(Provided passage):
He was precise about where the productivity gain comes from. Asynchronous subagents only matter if the subagents themselves run for a while. If a subagent returns in one second, synchronous execution is enough. The larger change is that agents become long-running workers; the orchestrator is a better interface on top of that work.
Chase then added another development he said may be even more impactful: proactive, always-on, event-driven agents. He described using an email agent that runs in the background, watches his email, and drafts responses. A human remains in the loop: the agent flags a draft and asks whether he wants to approve or change it. The productivity gain, in his example, comes from avoiding the manual workflow of copying an email into ChatGPT, asking for a response, and copying the result back.
And so I think like these always-on, asynchronous, event-driven agents, that will be a really big productivity unlock. And especially at enterprises, there's so many events that are just triggering, triggering, triggering.
For enterprises, Chase sees the event-driven pattern as especially significant because organizations already produce streams of events. If agents can listen to those events and act with appropriate controls, he said, the gain could be “massive.”
Memory and identity are unresolved parts of enterprise agents
Harrison Chase also named agent memory as a coming area of importance. AutoGPT showed an early version of this idea, he said, but he expects more agents to remember interactions, update their own tools and skills, and learn over time.
That expectation is also why he does not expect these systems to become fully autonomous. In his view, learning requires interaction with the environment and with humans. Human-in-the-loop workflows are not only a safety mechanism; they are part of how the agent improves.
The other unresolved issue is agent identity. Chase framed the problem through enterprise credentials: if both he and another employee chat with the same agent, whose credentials should it use? Should it act with the user’s credentials, with the other user’s credentials, or with a fixed set of credentials?
Before AutoGPT, he said, most systems used an “on behalf of” model. The agent acted on behalf of the end user, passing through credentials such as Slack permissions, which meant different users could receive different answers. AutoGPT changed the mental model by making people think of agents as entities with their own identity.
Chase used the example of a marketing agent named Tom. Multiple people could chat with Tom. Tom could have persistent memory, his own credentials, and his own accounts in services such as Slack or Gmail. “Tom is Tom,” Chase said — not merely a temporary agent acting on behalf of a particular user.
He did not claim the industry has solved this. He said he had spoken with a SaaS provider that, during the AutoGPT surge, made it easier for people to create accounts for their agents. But those were still accounts. Whether the market moves toward ordinary accounts for agents, special agent accounts, or something else remains open.
AutoGPT changed the ambition, but not the enterprise control problem
Asked how AutoGPT affected the agent market, Harrison Chase said it changed expectations. He recalled Jensen saying something like every enterprise needs an AutoGPT strategy, and said LangChain is seeing that dynamic.
AutoGPT set a new North Star for what agents could and should be able to do. It also made the ideas easier to communicate. But the very reason AutoGPT took off — that it could do everything — is also why enterprises need more controls when bringing similar systems into production.
For weekend projects and hobbyists, broad autonomy can be the point. In an enterprise, teams understandably want more control. That is why Chase connects the AutoGPT moment back to agent identity, observability, evals, runtime security, and harness design. The ambition expanded; the control requirements did not disappear.

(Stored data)
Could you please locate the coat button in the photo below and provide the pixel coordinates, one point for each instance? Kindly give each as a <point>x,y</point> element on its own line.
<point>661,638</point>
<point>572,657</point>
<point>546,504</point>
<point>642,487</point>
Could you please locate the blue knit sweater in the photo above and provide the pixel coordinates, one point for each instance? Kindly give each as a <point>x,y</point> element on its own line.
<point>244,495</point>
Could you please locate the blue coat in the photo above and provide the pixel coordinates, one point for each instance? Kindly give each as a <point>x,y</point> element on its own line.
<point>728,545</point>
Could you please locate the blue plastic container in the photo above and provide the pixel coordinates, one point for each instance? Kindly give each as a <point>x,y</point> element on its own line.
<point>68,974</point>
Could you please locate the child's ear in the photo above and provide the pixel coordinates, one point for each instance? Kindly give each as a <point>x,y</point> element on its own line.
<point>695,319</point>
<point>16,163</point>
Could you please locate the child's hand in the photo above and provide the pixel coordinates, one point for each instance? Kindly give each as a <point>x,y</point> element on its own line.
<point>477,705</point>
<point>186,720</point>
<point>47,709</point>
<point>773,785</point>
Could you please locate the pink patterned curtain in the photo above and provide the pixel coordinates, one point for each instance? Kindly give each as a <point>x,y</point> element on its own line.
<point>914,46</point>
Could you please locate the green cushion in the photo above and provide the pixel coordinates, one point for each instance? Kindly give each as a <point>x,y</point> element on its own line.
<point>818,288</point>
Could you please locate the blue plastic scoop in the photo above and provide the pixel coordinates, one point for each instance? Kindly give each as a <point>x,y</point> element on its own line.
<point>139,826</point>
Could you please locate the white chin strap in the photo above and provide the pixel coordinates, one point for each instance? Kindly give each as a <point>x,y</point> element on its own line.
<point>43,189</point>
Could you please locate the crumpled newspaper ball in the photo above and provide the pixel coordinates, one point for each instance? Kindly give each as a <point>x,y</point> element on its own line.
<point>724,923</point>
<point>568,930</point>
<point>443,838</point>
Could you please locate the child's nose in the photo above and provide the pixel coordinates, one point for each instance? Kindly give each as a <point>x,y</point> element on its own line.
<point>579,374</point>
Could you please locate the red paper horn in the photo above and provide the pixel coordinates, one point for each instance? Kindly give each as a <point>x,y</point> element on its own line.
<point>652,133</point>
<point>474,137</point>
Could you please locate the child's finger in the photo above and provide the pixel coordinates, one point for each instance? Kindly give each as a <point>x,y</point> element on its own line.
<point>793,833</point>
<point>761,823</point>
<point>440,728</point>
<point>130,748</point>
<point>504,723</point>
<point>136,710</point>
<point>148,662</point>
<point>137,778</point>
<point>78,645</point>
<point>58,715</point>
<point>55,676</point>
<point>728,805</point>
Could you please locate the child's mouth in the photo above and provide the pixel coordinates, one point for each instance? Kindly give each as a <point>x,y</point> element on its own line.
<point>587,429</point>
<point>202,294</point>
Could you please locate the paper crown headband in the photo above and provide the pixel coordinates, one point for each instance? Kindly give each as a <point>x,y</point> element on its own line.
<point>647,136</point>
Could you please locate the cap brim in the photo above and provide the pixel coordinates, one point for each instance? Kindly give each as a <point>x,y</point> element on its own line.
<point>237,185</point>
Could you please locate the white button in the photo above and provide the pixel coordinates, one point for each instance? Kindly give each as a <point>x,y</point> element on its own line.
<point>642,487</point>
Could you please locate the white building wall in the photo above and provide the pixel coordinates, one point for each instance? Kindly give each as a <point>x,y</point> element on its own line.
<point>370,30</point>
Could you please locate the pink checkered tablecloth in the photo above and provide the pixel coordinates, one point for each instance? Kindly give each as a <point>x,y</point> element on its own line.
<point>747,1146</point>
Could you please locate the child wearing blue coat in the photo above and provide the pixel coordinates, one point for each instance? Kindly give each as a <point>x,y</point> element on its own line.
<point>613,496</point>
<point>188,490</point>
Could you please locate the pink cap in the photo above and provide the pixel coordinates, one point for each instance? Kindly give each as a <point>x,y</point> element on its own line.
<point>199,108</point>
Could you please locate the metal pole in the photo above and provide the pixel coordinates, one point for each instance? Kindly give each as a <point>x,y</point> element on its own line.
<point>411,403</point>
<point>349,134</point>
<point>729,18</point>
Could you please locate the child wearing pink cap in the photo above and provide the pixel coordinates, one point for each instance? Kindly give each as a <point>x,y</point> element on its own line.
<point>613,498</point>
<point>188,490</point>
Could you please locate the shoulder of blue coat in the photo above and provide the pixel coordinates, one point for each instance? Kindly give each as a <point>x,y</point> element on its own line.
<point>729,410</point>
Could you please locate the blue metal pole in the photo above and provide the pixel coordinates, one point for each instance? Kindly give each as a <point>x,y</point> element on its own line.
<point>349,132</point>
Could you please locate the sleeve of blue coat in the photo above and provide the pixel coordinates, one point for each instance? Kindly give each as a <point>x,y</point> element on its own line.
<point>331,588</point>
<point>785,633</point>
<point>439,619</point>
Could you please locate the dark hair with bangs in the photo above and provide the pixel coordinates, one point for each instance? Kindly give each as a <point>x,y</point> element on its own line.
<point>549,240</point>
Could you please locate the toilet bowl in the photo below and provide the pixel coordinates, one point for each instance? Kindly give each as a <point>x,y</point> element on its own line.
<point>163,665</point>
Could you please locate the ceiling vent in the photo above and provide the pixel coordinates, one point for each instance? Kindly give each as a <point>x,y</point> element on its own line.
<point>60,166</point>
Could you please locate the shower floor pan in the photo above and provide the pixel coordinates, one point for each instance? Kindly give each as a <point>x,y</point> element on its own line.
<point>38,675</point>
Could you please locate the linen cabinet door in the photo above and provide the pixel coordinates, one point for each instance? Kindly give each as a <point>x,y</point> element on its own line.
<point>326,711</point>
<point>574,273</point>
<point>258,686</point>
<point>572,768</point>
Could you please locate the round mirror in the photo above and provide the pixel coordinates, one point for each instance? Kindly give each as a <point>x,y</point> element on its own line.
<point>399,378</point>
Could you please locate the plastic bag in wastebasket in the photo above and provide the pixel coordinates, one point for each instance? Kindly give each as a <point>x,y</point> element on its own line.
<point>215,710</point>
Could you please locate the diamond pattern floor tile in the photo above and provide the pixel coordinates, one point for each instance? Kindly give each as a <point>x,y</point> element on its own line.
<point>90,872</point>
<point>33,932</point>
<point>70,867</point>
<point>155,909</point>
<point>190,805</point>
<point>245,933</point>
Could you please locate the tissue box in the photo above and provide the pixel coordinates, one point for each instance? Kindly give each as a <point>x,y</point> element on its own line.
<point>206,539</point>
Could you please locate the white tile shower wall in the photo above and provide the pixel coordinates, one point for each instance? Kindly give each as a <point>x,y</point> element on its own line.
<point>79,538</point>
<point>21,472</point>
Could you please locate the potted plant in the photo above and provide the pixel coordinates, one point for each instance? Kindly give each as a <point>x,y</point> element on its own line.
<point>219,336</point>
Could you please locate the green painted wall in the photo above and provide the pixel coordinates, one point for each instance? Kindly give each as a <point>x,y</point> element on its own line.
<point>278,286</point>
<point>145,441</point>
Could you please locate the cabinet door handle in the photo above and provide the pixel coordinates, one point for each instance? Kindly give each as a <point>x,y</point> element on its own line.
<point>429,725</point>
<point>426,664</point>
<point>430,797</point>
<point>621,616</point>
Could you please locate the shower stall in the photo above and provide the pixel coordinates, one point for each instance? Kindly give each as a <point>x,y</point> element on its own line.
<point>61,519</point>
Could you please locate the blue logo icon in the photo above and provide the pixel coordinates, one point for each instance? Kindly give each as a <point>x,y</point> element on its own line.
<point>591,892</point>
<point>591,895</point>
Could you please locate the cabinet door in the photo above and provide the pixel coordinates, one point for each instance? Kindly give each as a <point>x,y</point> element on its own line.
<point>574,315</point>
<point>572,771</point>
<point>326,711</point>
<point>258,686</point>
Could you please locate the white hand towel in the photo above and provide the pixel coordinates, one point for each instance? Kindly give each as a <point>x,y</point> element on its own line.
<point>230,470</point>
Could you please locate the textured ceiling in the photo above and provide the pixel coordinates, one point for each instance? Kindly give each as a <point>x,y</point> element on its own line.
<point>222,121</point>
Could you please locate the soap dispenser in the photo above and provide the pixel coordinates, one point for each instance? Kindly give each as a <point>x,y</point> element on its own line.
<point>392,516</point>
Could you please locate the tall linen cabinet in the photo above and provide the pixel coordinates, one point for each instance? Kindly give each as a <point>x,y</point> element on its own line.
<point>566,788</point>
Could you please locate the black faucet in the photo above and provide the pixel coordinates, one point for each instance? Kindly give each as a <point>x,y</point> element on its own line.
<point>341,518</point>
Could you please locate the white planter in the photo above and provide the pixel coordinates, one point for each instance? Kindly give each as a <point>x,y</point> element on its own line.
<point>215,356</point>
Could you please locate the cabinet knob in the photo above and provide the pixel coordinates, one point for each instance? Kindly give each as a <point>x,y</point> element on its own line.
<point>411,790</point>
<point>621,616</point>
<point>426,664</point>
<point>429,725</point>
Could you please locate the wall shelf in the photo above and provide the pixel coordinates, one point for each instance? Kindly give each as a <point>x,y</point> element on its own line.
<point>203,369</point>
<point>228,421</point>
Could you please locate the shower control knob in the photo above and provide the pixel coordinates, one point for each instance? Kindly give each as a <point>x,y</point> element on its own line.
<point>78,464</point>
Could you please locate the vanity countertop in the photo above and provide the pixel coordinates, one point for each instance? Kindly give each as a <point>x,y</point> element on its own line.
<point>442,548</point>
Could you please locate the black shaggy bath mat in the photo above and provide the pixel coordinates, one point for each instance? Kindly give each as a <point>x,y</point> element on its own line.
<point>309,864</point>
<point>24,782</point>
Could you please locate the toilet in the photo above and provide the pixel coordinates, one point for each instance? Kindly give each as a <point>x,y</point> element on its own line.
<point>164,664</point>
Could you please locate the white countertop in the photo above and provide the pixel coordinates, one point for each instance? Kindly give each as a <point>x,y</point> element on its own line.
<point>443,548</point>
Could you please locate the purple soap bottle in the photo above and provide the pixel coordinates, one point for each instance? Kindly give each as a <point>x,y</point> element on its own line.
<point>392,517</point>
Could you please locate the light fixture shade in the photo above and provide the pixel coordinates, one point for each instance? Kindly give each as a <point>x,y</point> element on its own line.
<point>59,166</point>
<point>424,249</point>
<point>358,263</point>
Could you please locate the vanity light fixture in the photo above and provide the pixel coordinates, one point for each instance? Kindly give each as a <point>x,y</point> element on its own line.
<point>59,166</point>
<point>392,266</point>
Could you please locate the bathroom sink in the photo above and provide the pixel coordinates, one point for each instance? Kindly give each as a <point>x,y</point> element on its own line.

(Explore the material):
1. Transcribe the passage on enterprise agents between "Chase then added" and "the result back.", inclusive.
2. In the passage on enterprise agents, what name does Chase give the marketing agent in his example?
The lines have no connection to the passage on enterprise agents.

(Per-task outputs):
1.
Chase then added another development he said may be even more impactful: proactive, always-on, event-driven agents. He described using an email agent that runs in the background, watches his email, and drafts responses. A human remains in the loop: the agent flags a draft and asks whether he wants to approve or change it. The productivity gain, in his example, comes from avoiding the manual workflow of copying an email into ChatGPT, asking for a response, and copying the result back.

2. Tom